◆ **TASK GOAL**: Word for word, repeat the lines of the records from the one containing "[point] every instance of the green leaves" through the last line, both included.

-- start DATASET RECORDS --

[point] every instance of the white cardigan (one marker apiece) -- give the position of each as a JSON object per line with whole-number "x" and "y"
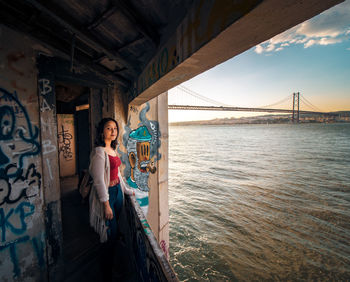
{"x": 100, "y": 171}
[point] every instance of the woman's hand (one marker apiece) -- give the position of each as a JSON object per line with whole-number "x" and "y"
{"x": 108, "y": 211}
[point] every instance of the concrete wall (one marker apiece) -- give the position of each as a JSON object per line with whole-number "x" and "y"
{"x": 143, "y": 147}
{"x": 22, "y": 226}
{"x": 66, "y": 144}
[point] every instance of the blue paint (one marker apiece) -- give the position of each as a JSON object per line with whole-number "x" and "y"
{"x": 23, "y": 210}
{"x": 38, "y": 246}
{"x": 33, "y": 132}
{"x": 13, "y": 253}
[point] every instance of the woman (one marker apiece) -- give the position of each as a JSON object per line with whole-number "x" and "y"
{"x": 106, "y": 198}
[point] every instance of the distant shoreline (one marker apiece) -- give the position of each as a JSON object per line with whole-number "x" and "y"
{"x": 336, "y": 117}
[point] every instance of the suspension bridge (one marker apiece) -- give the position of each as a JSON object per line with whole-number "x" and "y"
{"x": 184, "y": 93}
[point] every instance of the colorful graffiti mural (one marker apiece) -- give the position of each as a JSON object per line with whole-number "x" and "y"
{"x": 20, "y": 183}
{"x": 142, "y": 153}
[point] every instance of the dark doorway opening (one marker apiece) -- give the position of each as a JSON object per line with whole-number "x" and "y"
{"x": 81, "y": 247}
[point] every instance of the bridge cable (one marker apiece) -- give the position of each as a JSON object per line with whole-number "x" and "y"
{"x": 201, "y": 97}
{"x": 279, "y": 102}
{"x": 306, "y": 102}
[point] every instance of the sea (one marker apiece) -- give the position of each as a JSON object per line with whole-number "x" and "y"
{"x": 260, "y": 202}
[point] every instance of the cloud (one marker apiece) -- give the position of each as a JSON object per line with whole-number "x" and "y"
{"x": 330, "y": 27}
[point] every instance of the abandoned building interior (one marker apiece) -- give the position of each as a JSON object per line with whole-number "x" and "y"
{"x": 65, "y": 65}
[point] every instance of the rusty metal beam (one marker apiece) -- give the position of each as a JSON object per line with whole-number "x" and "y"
{"x": 105, "y": 15}
{"x": 82, "y": 35}
{"x": 139, "y": 23}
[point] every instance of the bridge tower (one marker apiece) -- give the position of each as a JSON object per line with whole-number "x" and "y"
{"x": 296, "y": 105}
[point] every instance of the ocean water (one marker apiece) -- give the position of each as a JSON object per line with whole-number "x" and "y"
{"x": 260, "y": 202}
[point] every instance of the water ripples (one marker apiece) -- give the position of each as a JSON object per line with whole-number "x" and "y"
{"x": 260, "y": 202}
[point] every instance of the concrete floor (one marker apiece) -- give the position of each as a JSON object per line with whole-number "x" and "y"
{"x": 83, "y": 255}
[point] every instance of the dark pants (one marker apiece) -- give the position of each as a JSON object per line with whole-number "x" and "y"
{"x": 109, "y": 248}
{"x": 116, "y": 203}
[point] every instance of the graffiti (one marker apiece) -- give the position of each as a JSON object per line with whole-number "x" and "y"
{"x": 18, "y": 214}
{"x": 142, "y": 152}
{"x": 45, "y": 88}
{"x": 24, "y": 185}
{"x": 133, "y": 109}
{"x": 64, "y": 141}
{"x": 9, "y": 110}
{"x": 149, "y": 259}
{"x": 48, "y": 147}
{"x": 38, "y": 246}
{"x": 165, "y": 249}
{"x": 45, "y": 126}
{"x": 13, "y": 252}
{"x": 49, "y": 168}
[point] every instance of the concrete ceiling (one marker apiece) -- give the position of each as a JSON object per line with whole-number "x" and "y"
{"x": 148, "y": 46}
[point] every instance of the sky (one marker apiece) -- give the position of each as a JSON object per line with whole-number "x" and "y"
{"x": 312, "y": 58}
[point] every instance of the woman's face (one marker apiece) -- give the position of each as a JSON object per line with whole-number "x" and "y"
{"x": 110, "y": 131}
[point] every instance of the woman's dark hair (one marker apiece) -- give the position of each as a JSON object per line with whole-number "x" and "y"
{"x": 100, "y": 141}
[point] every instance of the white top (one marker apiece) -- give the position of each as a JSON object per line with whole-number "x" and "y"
{"x": 99, "y": 170}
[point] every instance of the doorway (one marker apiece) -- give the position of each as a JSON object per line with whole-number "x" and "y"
{"x": 80, "y": 242}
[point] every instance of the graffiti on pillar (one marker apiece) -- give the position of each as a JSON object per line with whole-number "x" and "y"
{"x": 64, "y": 144}
{"x": 20, "y": 181}
{"x": 18, "y": 142}
{"x": 142, "y": 146}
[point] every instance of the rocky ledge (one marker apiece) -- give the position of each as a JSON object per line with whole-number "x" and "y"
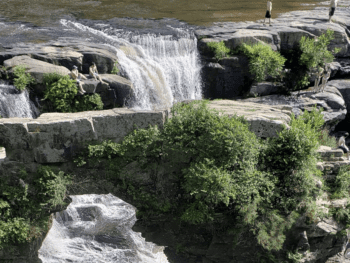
{"x": 229, "y": 77}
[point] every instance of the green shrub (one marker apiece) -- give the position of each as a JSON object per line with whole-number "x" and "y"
{"x": 218, "y": 167}
{"x": 61, "y": 91}
{"x": 263, "y": 61}
{"x": 308, "y": 55}
{"x": 21, "y": 78}
{"x": 219, "y": 48}
{"x": 26, "y": 203}
{"x": 326, "y": 139}
{"x": 340, "y": 187}
{"x": 315, "y": 52}
{"x": 88, "y": 102}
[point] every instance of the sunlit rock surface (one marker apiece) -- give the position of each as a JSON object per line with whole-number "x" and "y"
{"x": 97, "y": 228}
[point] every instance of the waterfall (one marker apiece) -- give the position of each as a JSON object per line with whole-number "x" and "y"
{"x": 164, "y": 69}
{"x": 14, "y": 103}
{"x": 96, "y": 229}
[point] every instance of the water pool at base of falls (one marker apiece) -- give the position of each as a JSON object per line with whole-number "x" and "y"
{"x": 97, "y": 229}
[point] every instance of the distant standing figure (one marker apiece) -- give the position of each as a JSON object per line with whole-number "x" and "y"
{"x": 332, "y": 7}
{"x": 325, "y": 78}
{"x": 342, "y": 145}
{"x": 94, "y": 73}
{"x": 319, "y": 71}
{"x": 78, "y": 76}
{"x": 268, "y": 11}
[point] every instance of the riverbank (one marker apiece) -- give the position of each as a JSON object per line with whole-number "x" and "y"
{"x": 54, "y": 138}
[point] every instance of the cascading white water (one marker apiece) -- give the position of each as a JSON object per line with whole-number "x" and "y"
{"x": 97, "y": 229}
{"x": 16, "y": 104}
{"x": 163, "y": 69}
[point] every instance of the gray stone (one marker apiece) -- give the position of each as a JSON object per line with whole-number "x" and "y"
{"x": 331, "y": 101}
{"x": 35, "y": 67}
{"x": 265, "y": 88}
{"x": 265, "y": 121}
{"x": 122, "y": 87}
{"x": 56, "y": 137}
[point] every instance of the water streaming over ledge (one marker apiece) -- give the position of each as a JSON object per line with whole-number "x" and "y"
{"x": 97, "y": 229}
{"x": 164, "y": 69}
{"x": 14, "y": 103}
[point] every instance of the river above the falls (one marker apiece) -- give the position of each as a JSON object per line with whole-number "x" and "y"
{"x": 195, "y": 12}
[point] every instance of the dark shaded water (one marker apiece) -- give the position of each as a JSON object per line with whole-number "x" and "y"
{"x": 196, "y": 12}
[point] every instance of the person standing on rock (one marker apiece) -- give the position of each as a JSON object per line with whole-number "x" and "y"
{"x": 325, "y": 77}
{"x": 94, "y": 73}
{"x": 342, "y": 145}
{"x": 78, "y": 76}
{"x": 268, "y": 11}
{"x": 332, "y": 7}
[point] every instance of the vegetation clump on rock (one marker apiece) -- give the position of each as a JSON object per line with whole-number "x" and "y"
{"x": 26, "y": 203}
{"x": 208, "y": 169}
{"x": 21, "y": 78}
{"x": 293, "y": 67}
{"x": 62, "y": 91}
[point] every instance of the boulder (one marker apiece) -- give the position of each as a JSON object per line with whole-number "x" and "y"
{"x": 36, "y": 68}
{"x": 103, "y": 55}
{"x": 265, "y": 121}
{"x": 57, "y": 55}
{"x": 227, "y": 78}
{"x": 123, "y": 88}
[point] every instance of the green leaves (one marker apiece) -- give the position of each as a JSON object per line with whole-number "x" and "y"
{"x": 315, "y": 52}
{"x": 21, "y": 79}
{"x": 25, "y": 209}
{"x": 263, "y": 60}
{"x": 219, "y": 48}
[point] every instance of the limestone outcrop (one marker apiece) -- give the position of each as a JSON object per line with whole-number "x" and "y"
{"x": 331, "y": 101}
{"x": 36, "y": 68}
{"x": 265, "y": 120}
{"x": 67, "y": 53}
{"x": 223, "y": 79}
{"x": 56, "y": 137}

-- end DATASET RECORDS --

◆ **WRITTEN ANSWER**:
[point] every instance of the green leaves (one marker apiece) -- give the position of each as a JSON object per line with whole-number "x" and "y"
{"x": 315, "y": 52}
{"x": 21, "y": 79}
{"x": 25, "y": 209}
{"x": 263, "y": 60}
{"x": 219, "y": 48}
[point] every instance of the limestone outcrop (one marker apiece) -- give the position of each as a JSON object per line with whole-number "x" and "y"
{"x": 331, "y": 101}
{"x": 36, "y": 68}
{"x": 265, "y": 120}
{"x": 67, "y": 53}
{"x": 223, "y": 79}
{"x": 56, "y": 137}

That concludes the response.